Excerpt:
So an interoperable text is one that does not require any direct human intervention in order to prepare it to be used by a computer process other than the one(s) for which it was created. There are two caveats worth mentioning, here.

  • Merely for the sake of simplicity, certain lame interventions like changing the path in the SYSTEM identifier in the DOCTYPE declaration may be exempted. That is, I am not here going to consider how much human intervention is required to disqualify a text from being interoperational. I am not suggesting that there is no line, only that it is a matter for future work and consideration.

    Note that I am, however, precluding the possibility that any human intervention disqualifies a text from being interoperational. E.g., I would not consider a human issuing the command needed to ask a given process to operate on a particular text human intervention for this purpose.

  • In many cases of document exchange, the recipient of a file will write a program such that future iterations of the same process do not require human intervention. In this case, the target process has changed from P to P′, such that the document, which can be considered interchangeable with respect to P, is interoperational with respect to P′.

Variants of Interoperability

Using these definitions of interoperability, of course, means that whether or not a document can be considered interoperational depends very much on the process with which we would like to interoperate. For simple enough processes, every XML file is interoperational. That is, any XML file will operate with the process. Consider, e.g., the process that counts elements in a file (count(//*)): no matter what non-conformant, arbitrarily invalid, or silly TEI documents you send this process, no human intervention will ever be needed.[5]

But there are cases toward the other end of the spectrum, as well. It is hard to imagine a process that could read in an arbitrary conformant TEI file and typeset a book matching the publisher’s house style from it. Take, for example, just the case of getting headings into the proper case. If house style is that headings should be title-cased with acronyms in small caps, some of the following perfectly reasonable, valid, conformant TEI <head> elements will be very hard to process properly.

  • <head>Surgery via LASER: right for you?</head>

  • <head>Surgery via LASER: Right for You?</head>

  • <head>SURGERY VIA LASER: RIGHT FOR YOU?</head>

  • <head>Surgery via <abbr>LASER</abbr>: right for you?</head>

  • <head>Surgery via <choice><abbr>LASER</abbr><expan>Light Amplification by Stimulated Emission of Radiation</expan></choice>: right for you?</head>

  • <head>Surgery via <choice><abbr>LASER</abbr><expan>light amplification by stimulated emission of radiation</expan></choice>: right for you?</head>

  • <head type="main">Surgery via LASER</head><head type="sub">right for you?</head>

  • <head type="main">Surgery via LASER</head> <head type="sub">right for you?</head>

  • <head type="main" rend="post(: )">Surgery via LASER</head><head type="sub" rend="break(no)">right for you?</head>

  • <head type="main" rend=":after{content(: )}">Surgery via LASER</head><head type="sub">right for you?</head>

The point here is that being interoperable is not a static, independent feature of a document. Being written in French, being a standalone XML document, these are static, independent features. But being interoperational depends entirely on which application you are trying to interoperate with. That is, interoperationality is very context dependent.

Interoperability is Difficult

Many XML user communities will at least bristle at my assertion that interoperability is difficult, and some people will even object, using their own projects as counter-examples. For example, it may be quite easy to take documents in SVG or Triple-S and use them in an application other than the one for which they were originally written. But I hold that interoperationality is not just about use of XML data in current predicted applications (I will want to use this file in an SVG viewer), but rather is also concerned with the use of data with both unintended applications (e.g., linguistic analysis of survey questions) and future applications (e.g., submitting a set of vector graphics images to software that makes a mosaic of them).

Recorded data:
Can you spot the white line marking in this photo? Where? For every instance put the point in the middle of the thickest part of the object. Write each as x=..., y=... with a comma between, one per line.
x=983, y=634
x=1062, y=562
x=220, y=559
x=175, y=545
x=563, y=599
==
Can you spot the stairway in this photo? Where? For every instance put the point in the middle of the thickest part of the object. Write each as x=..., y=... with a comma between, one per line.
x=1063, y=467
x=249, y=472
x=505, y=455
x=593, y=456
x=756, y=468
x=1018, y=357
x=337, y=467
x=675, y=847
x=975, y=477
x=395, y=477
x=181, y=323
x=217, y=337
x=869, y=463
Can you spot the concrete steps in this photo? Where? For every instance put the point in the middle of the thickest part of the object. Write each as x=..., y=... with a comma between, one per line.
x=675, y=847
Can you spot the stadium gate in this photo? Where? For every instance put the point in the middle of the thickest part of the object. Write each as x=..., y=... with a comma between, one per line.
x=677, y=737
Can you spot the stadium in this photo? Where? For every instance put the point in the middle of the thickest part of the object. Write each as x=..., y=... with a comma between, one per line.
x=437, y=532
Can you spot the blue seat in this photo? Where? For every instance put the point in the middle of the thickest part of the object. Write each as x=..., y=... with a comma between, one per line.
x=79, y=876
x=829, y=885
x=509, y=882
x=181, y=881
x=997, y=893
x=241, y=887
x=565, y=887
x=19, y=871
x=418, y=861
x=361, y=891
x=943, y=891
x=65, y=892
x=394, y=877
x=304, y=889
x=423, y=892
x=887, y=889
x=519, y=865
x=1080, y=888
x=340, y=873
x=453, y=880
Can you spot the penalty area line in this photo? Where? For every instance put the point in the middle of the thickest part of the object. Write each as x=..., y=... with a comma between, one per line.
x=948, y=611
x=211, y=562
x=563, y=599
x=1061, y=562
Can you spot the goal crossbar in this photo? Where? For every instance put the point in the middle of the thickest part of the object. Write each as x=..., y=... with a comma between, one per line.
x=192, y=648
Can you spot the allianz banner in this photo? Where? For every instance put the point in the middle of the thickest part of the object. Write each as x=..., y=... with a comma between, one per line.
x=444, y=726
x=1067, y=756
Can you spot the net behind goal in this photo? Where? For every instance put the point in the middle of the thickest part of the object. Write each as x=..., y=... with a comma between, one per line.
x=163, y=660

What this exercise asks:
• A. In the excerpt on document interoperability, what process is given as an example for which every XML file is interoperational?
• B. Carry on the excerpt on document interoperability, beginning after its final sentence.

Responses to the tasks:
• A. A process that counts the elements in a file (count(//*)).

• B.
Notice that I am being (deliberately) self-contradictory, here. I am suggesting that interoperability is always contextual, that we need to know what application we are trying to operate with in order to measure our success at interoperationality; and simultaneously that in order to be considered interoperational, a document should work with applications that are not only unforeseen, but haven’t even been written yet. If the application has not been written yet, it is obviously impossible to know whether or not our data will work with it. It is this very contradiction that drives me to say that interoperationality is hard. We cannot know the various contexts in which we would like our files achieve interoperationality.

Figure 2: Pushmi-Pullyu

One take on the Pushmi-Pullyu. A somewhat more authentic take (IMHO) as available as a video on YouTube

This contradiction does not necessarily make interoperationality difficult for a language like SVG, which has both very tight operational (as opposed to declarative) semantics and a sharp focus on particular kinds of processing. But TEI is a declarative language that is intended to record, for various disparate purposes, an enormously wide array of texts (to wit, those of interest to humanities scholars). Thus its semantics are necessarily somewhat looser, its ambitions are sky-high, and its field of view is very wide.

For example, consider an application (present or future) that for some purpose wishes to process the authorial words in the main content of a TEI-encoded document; that is, we need to parse out the words, but ignore things like metadata, running heads, editorial notes, chapter titles, etc. Many TEI projects have had reason to extract the words in this way, and have found it not particularly difficult to do. But doing so for a generic TEI file turns out to be impossible, and many people find this surprising. (Remember that TEI, like many languages, is really a framework for building a particular markup language with many, but not all, features in common with other TEI languages.)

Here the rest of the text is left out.